== Texte présenté

Sarah, alors âgée de 16 ans, consacrait jusqu’à vingt heures par jour à ses troubles obsessionnels compulsifs (TOC), qui prenaient la forme d’étranges rituels : lavages à répétition des mains ou des objets touchés…
« Ils sont apparus après la mort accidentelle de son grand-père, un immense choc, explique Caroline, 60 ans, sa mère, une petite femme aux beaux cheveux gris et aux brillants yeux noirs. Elle passait tellement de temps à ses rituels qu’elle a dû arrêter le collège. Elle était parfois brièvement hospitalisée, mais notre région n’offre aucun service adapté, et on nous annonçait deux ou trois ans d’attente pour voir un psychiatre. Toute seule pour mener ce combat, j’étais épuisée. C’était l’enfer. »
Les proches d’un malade psychique vivent souvent cette maladie qui fait peur comme une « double peine », car elle éloigne les autres. « On a encore du chemin à faire pour que cette question soit moins taboue, reconnaît Fabienne Duboscq, directrice de l’Union nationale des amis et familles de malades psychiques (Unafam). Invisible, contrairement à celui des personnes en fauteuil, le handicap psychique est mal connu. »
Pourtant, plus de 2 millions de Français en souffrent et, après le cancer et les maladies cardiovasculaires, ces maladies sont les plus fréquentes*.
* Source : Organisation mondiale de la santé (OMS).

====
== Lignes fournies

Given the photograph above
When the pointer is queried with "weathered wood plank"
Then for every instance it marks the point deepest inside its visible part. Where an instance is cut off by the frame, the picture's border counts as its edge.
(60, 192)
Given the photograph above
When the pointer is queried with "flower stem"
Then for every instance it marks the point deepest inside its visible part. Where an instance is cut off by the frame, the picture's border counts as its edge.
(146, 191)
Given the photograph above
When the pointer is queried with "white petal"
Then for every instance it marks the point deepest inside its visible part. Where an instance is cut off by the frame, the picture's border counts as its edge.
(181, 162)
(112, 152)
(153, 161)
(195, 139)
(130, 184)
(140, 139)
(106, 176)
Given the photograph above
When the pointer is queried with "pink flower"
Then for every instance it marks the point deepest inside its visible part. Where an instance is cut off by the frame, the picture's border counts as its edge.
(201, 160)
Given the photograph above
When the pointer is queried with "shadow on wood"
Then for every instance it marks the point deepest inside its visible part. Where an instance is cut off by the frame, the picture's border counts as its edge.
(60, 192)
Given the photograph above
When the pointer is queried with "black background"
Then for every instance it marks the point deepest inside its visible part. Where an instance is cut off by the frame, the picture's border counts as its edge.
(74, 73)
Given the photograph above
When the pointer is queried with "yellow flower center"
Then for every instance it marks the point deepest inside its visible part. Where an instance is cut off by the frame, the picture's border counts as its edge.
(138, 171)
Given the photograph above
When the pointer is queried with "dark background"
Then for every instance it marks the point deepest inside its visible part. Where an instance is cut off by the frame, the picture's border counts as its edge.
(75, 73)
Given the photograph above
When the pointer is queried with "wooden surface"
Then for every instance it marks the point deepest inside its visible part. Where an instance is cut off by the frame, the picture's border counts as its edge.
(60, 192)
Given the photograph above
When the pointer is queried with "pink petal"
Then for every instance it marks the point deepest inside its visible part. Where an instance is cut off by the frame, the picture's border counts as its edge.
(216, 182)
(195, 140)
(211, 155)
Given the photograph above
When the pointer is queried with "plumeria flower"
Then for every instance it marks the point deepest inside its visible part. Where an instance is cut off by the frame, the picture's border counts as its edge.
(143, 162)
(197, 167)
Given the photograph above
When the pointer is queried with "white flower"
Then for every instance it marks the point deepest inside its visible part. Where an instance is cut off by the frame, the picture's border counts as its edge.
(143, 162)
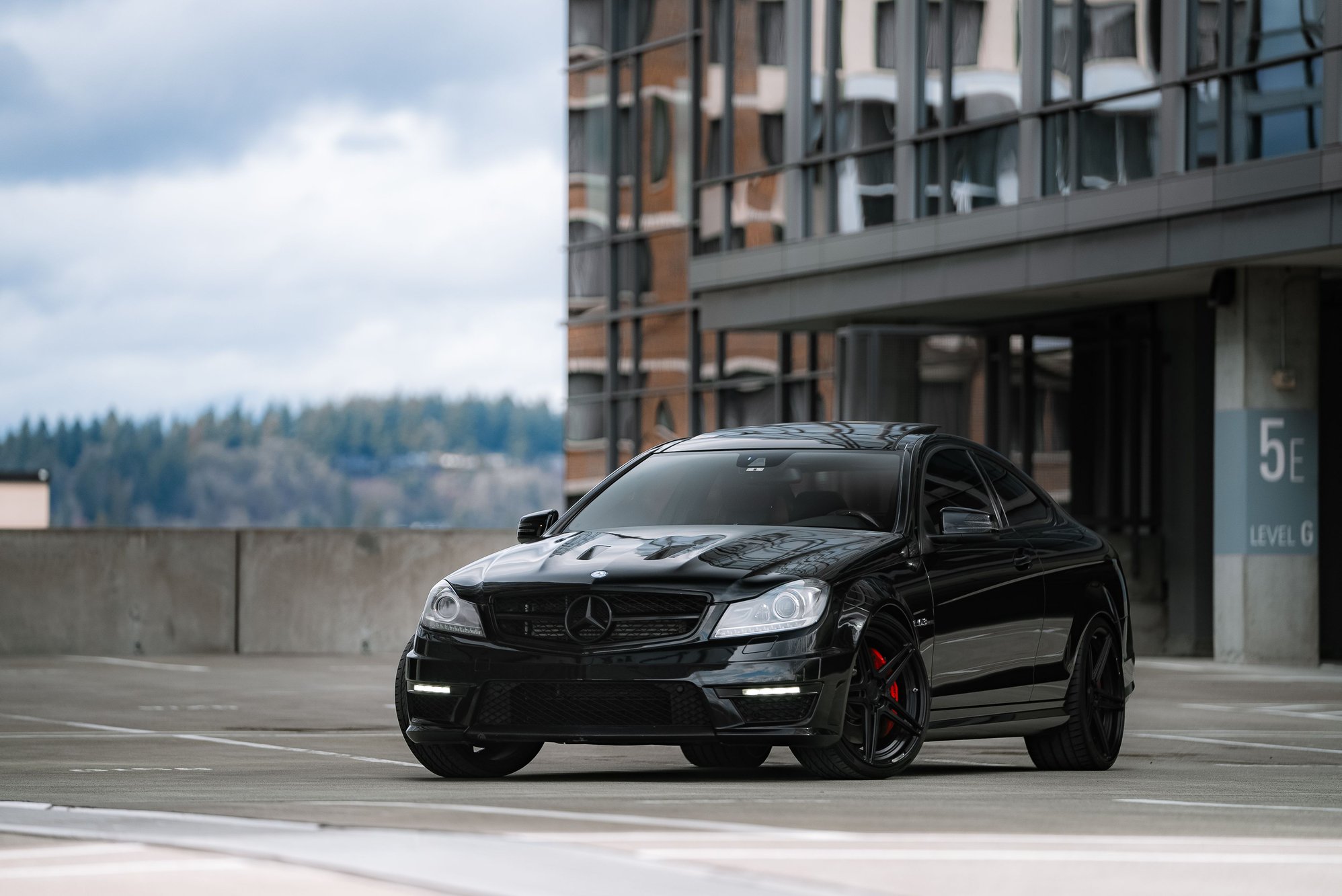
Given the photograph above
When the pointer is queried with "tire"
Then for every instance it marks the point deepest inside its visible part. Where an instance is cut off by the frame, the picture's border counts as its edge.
(886, 711)
(461, 760)
(715, 756)
(1094, 731)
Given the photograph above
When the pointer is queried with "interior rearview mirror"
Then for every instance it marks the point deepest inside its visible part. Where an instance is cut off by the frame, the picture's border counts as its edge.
(963, 521)
(532, 528)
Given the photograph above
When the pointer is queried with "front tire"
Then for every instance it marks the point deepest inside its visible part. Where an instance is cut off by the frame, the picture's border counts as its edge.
(715, 756)
(886, 711)
(461, 760)
(1095, 707)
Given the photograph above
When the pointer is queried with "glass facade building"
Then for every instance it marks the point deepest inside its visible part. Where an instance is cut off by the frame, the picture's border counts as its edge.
(1036, 223)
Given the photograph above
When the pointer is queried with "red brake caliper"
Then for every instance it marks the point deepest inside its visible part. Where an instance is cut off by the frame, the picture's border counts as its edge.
(894, 690)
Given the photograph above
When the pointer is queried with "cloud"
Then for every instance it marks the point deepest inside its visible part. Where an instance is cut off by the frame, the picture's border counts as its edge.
(114, 86)
(253, 200)
(344, 253)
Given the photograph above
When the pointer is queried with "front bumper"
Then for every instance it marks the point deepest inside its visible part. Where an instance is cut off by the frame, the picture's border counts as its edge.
(641, 695)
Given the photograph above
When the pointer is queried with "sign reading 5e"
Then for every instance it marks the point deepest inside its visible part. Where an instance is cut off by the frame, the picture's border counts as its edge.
(1267, 473)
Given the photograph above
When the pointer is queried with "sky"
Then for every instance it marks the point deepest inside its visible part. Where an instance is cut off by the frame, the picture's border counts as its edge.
(211, 202)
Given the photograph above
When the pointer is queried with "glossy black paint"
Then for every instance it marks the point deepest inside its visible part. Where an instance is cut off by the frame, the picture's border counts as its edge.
(998, 616)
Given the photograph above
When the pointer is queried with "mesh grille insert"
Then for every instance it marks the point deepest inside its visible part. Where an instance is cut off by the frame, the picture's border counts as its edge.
(789, 707)
(634, 616)
(590, 703)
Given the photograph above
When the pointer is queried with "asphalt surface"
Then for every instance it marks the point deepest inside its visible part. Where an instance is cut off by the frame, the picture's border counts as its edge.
(1230, 782)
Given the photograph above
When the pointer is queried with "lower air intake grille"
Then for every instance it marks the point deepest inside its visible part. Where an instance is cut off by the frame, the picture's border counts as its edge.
(434, 707)
(540, 704)
(777, 708)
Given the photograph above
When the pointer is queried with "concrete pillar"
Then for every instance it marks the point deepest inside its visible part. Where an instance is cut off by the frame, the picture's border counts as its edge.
(1266, 572)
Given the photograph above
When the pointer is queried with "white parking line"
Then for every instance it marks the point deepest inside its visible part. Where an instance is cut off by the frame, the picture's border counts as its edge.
(595, 817)
(1228, 805)
(70, 852)
(1239, 743)
(204, 738)
(139, 664)
(952, 855)
(98, 870)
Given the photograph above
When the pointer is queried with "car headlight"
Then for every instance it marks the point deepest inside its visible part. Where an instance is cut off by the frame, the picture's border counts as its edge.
(788, 606)
(446, 612)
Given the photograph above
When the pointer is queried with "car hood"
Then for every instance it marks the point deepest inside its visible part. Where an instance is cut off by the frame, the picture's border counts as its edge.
(726, 561)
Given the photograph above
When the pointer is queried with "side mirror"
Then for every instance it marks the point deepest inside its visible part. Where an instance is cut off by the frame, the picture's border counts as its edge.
(532, 528)
(961, 521)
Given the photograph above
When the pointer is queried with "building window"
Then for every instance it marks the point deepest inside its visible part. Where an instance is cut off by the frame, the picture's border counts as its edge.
(772, 31)
(587, 28)
(961, 169)
(1106, 129)
(1263, 90)
(851, 130)
(741, 190)
(660, 151)
(886, 34)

====

• Vos consignes:
(A) Recopiez fidèlement, dans le texte sur le handicap psychique, tout ce qui va de "Les proches d’un" jusqu'à "la santé (OMS).".
(B) Reprenez le texte sur le handicap psychique là où il s'arrête et poursuivez-le.
Vous n'aurez pas besoin des lignes.

• Réponses à l'exercice:
(A)
Les proches d’un malade psychique vivent souvent cette maladie qui fait peur comme une « double peine », car elle éloigne les autres. « On a encore du chemin à faire pour que cette question soit moins taboue, reconnaît Fabienne Duboscq, directrice de l’Union nationale des amis et familles de malades psychiques (Unafam). Invisible, contrairement à celui des personnes en fauteuil, le handicap psychique est mal connu. »
Pourtant, plus de 2 millions de Français en souffrent et, après le cancer et les maladies cardiovasculaires, ces maladies sont les plus fréquentes*.
* Source : Organisation mondiale de la santé (OMS).

(B)
Sarah est parvenue à reprendre ses études en internat pendant un an au sein de la Fondation Santé des étudiants de France et elle a même obtenu son bac à 20 ans, avec mention.
« Secrétaire médicale, je connaissais l’Unafam, poursuit Caroline. Comme ma fille allait mieux, j’ai voulu que mon expérience profite à d’autres. Récemment, avec une douzaine de personnes elles aussi confrontées à la maladie psychique d’un proche, j’ai suivi pendant trois jours un atelier “prospect” de cette association.
Respectant des règles bien définies : confidentialité, bienveillance, absence de jugement de valeur, notre groupe a très bien fonctionné. Portés par une sorte d’énergie collective, admiratifs devant le chemin parcouru par les autres, nous échangeons pistes de réflexion, solutions, adresses d’organismes pouvant nous aider. »
La dernière phase de l’atelier est consacrée au projet que chacun souhaite mener pour que sa vie, devenue plus légère, ne se résume pas à la maladie. « Si on va mieux, c’est plus facile de s’occuper de quelqu’un », remarque Caroline.
Aujourd’hui installée dans un foyer, Sarah prépare un BTS de tourisme. Sa maladie ne perturbe plus sa vie sociale et elle n’en parle à personne.